*TASK ITEM*. Could you copy every line of the data that contains "island"?

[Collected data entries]
'''

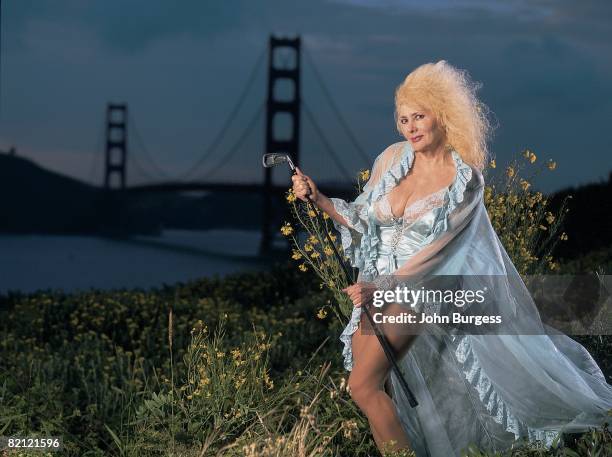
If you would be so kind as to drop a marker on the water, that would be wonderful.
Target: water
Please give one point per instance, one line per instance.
(73, 263)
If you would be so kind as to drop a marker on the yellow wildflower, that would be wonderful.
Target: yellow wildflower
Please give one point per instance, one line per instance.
(525, 184)
(286, 229)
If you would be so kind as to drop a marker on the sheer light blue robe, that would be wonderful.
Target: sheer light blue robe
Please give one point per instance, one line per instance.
(484, 389)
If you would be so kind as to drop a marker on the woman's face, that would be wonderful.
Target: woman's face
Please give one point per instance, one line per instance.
(420, 127)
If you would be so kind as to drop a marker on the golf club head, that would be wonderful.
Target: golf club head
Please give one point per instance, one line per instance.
(273, 159)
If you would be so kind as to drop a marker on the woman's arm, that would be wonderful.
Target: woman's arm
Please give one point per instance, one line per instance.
(325, 204)
(305, 189)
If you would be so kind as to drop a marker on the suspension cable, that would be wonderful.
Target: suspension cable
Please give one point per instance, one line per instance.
(364, 156)
(326, 143)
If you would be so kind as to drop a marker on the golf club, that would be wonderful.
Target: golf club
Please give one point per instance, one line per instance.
(271, 160)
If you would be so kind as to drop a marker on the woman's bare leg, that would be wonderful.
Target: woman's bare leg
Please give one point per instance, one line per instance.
(370, 370)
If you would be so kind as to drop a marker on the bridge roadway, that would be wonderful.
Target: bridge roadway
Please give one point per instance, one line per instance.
(344, 192)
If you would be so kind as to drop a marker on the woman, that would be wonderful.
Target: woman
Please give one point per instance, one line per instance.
(421, 215)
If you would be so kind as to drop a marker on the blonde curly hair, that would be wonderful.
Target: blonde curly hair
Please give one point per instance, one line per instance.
(451, 95)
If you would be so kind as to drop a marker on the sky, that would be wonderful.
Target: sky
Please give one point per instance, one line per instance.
(544, 68)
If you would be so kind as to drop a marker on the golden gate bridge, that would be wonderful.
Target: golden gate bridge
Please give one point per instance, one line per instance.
(282, 107)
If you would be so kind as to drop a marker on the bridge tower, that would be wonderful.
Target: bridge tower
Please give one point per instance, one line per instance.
(280, 75)
(116, 143)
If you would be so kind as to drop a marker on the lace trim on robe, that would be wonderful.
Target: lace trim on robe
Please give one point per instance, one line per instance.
(491, 399)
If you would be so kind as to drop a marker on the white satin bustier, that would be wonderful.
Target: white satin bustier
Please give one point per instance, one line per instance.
(401, 237)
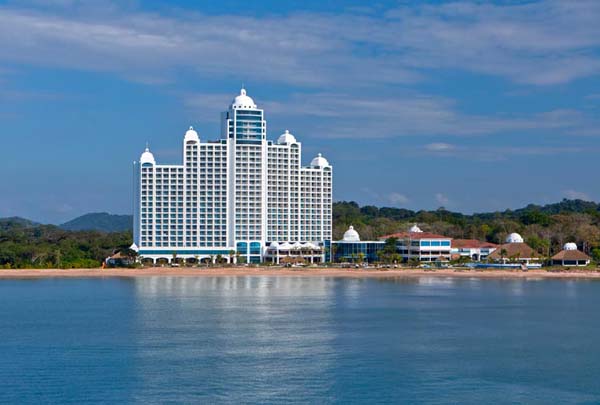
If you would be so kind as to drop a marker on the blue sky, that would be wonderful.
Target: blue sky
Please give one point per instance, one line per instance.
(475, 106)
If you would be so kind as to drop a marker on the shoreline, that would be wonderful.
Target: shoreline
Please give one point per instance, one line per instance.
(293, 272)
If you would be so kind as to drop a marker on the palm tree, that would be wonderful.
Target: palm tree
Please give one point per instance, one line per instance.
(503, 253)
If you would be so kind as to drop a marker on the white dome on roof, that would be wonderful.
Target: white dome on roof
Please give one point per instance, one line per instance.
(415, 228)
(319, 161)
(514, 238)
(243, 101)
(147, 157)
(191, 136)
(286, 137)
(351, 235)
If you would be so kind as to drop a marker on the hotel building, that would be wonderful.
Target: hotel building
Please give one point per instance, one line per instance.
(239, 196)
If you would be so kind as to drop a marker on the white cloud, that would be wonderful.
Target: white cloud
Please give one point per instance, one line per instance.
(439, 147)
(577, 195)
(544, 42)
(397, 198)
(441, 199)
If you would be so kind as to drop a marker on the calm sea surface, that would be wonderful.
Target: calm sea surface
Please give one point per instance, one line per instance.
(317, 340)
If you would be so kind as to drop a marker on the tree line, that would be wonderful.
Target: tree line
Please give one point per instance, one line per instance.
(545, 228)
(27, 245)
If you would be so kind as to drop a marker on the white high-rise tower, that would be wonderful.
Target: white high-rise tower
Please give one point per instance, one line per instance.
(240, 196)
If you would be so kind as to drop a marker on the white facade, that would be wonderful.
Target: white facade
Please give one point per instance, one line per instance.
(232, 197)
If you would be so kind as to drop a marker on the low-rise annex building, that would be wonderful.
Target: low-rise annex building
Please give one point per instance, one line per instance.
(570, 256)
(351, 248)
(474, 249)
(422, 246)
(515, 250)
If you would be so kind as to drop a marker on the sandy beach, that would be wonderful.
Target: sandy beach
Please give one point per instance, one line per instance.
(293, 272)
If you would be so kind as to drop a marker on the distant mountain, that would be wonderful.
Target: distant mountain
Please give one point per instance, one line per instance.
(16, 222)
(99, 221)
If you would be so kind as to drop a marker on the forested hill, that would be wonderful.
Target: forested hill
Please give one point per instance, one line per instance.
(100, 221)
(25, 244)
(545, 228)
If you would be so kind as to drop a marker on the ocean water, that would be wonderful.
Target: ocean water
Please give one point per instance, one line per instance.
(299, 340)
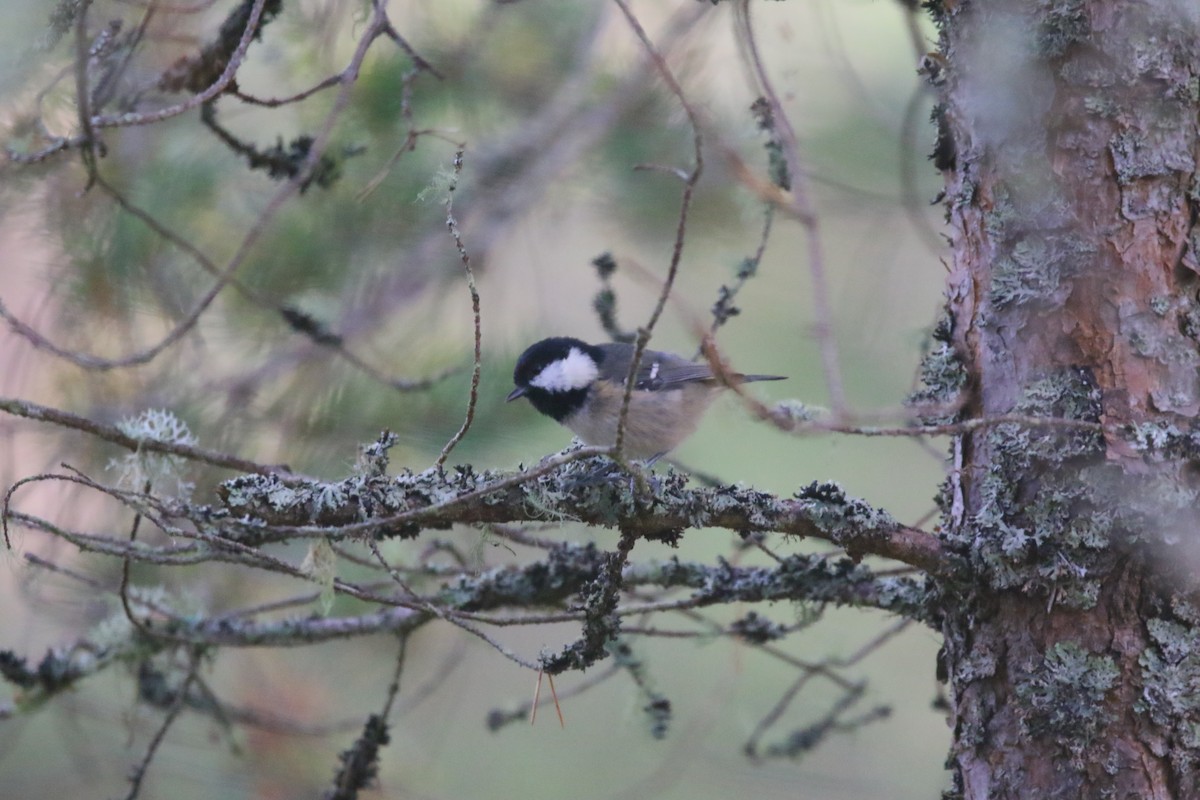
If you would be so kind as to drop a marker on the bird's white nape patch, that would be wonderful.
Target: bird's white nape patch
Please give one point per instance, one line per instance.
(576, 371)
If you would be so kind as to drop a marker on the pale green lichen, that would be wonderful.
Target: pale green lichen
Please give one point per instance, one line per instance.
(1063, 698)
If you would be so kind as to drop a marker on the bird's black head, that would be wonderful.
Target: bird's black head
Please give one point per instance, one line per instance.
(556, 374)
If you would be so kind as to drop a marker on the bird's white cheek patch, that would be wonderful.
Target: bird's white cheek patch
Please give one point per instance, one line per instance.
(576, 371)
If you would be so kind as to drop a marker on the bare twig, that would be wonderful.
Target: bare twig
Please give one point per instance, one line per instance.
(453, 224)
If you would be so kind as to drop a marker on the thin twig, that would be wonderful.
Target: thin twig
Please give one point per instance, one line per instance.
(690, 180)
(477, 370)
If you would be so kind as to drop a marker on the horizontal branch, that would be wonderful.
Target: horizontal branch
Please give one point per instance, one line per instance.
(592, 491)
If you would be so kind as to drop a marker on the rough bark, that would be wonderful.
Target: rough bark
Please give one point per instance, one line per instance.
(1069, 144)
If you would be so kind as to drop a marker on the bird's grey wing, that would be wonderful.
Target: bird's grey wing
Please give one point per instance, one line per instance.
(658, 370)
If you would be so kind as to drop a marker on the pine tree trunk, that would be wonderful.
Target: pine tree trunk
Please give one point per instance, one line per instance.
(1069, 144)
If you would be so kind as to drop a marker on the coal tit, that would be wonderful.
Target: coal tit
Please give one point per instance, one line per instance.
(582, 386)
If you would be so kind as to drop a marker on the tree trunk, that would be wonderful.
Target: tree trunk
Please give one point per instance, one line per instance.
(1069, 143)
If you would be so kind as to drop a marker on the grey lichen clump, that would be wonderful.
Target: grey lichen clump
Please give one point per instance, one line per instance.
(1044, 518)
(1063, 697)
(943, 376)
(1170, 674)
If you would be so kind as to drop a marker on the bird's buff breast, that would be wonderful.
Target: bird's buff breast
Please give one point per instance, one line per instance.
(657, 422)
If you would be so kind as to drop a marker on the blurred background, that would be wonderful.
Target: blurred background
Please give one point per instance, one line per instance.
(555, 104)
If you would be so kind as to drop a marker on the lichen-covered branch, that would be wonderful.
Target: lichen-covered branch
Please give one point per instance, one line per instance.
(263, 507)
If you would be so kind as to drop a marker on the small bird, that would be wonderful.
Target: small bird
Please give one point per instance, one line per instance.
(582, 385)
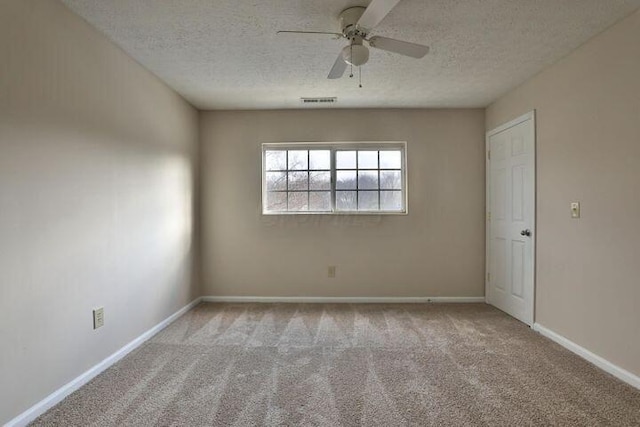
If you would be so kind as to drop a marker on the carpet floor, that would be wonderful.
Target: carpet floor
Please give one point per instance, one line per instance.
(349, 365)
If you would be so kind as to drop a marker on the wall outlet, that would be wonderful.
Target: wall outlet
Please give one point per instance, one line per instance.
(331, 271)
(575, 210)
(98, 317)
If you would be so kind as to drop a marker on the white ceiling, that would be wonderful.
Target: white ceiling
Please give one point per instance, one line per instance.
(225, 54)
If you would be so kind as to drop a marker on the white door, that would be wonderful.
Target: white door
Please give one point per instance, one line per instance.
(511, 217)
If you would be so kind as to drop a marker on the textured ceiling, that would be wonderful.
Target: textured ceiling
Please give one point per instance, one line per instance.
(225, 54)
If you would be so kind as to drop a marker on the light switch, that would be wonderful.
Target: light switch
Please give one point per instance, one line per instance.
(575, 210)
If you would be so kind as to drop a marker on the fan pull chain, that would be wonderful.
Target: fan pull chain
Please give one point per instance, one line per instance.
(351, 53)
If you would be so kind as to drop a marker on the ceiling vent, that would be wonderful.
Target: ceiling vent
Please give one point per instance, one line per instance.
(319, 101)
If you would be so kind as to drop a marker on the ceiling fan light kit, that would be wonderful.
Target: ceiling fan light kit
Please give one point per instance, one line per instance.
(356, 23)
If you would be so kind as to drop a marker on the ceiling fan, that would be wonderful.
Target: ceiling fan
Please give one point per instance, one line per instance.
(357, 23)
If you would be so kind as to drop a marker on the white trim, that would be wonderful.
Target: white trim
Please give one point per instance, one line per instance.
(354, 300)
(334, 146)
(600, 362)
(57, 396)
(529, 116)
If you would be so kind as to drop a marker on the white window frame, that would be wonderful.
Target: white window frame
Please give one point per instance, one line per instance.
(338, 146)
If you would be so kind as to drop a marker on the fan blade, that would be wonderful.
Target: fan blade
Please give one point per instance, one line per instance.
(397, 46)
(338, 68)
(375, 12)
(310, 32)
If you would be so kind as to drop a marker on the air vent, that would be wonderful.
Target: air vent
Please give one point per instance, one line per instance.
(319, 101)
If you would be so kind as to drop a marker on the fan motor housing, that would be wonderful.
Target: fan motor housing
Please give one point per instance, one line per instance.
(348, 20)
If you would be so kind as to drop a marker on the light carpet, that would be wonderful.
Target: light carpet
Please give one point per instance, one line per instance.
(349, 365)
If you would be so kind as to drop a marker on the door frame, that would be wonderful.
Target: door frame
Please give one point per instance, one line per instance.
(528, 116)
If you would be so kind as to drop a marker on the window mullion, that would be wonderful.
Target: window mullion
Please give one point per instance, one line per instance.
(333, 180)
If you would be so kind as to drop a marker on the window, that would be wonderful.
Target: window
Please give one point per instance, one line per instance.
(334, 178)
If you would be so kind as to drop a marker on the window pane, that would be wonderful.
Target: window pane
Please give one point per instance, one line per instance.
(346, 180)
(367, 159)
(367, 200)
(320, 180)
(346, 200)
(345, 159)
(276, 160)
(298, 201)
(320, 159)
(320, 201)
(276, 202)
(391, 200)
(391, 180)
(276, 181)
(390, 159)
(367, 180)
(298, 159)
(298, 181)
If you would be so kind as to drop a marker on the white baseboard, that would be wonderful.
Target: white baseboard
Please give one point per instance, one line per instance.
(600, 362)
(358, 300)
(57, 396)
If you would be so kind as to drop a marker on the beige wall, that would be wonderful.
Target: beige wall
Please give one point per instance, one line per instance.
(96, 179)
(588, 124)
(436, 250)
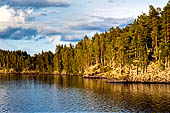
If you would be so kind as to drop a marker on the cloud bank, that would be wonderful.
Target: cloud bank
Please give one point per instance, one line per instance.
(35, 3)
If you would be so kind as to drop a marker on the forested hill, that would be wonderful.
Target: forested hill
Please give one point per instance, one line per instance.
(145, 41)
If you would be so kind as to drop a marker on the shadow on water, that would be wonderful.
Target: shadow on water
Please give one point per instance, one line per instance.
(42, 93)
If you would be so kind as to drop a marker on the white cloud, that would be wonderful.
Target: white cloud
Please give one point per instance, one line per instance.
(10, 17)
(35, 3)
(56, 39)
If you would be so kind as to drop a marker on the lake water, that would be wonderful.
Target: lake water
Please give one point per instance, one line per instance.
(44, 93)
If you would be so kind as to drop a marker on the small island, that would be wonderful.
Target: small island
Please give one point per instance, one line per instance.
(139, 52)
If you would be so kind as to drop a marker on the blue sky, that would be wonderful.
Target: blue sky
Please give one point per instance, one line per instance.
(36, 25)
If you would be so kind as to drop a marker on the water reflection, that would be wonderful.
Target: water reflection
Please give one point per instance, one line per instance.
(42, 93)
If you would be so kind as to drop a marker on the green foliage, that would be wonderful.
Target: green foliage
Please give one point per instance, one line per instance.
(146, 40)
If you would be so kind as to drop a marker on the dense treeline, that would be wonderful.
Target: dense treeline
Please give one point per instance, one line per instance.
(144, 41)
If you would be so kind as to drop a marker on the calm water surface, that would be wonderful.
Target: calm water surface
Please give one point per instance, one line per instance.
(72, 93)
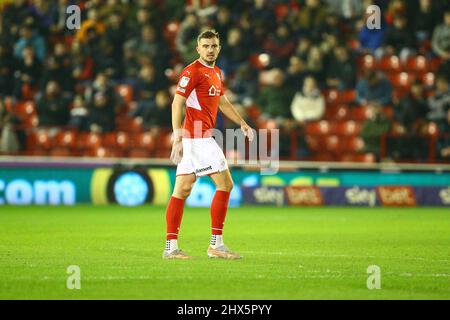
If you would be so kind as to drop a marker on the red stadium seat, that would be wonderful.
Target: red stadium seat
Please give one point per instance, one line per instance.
(39, 140)
(337, 112)
(103, 153)
(119, 140)
(60, 152)
(323, 157)
(429, 79)
(356, 157)
(31, 122)
(333, 144)
(128, 124)
(67, 139)
(421, 64)
(145, 141)
(319, 128)
(140, 153)
(349, 128)
(340, 97)
(367, 62)
(314, 143)
(126, 92)
(354, 144)
(390, 64)
(89, 141)
(24, 110)
(360, 113)
(401, 80)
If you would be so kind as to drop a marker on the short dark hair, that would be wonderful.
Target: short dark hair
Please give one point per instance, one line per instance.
(208, 34)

'''

*FINISHED EXERCISE*.
If you would be so kind as to drop a marker on the small island, that would be wonderful.
Target: small island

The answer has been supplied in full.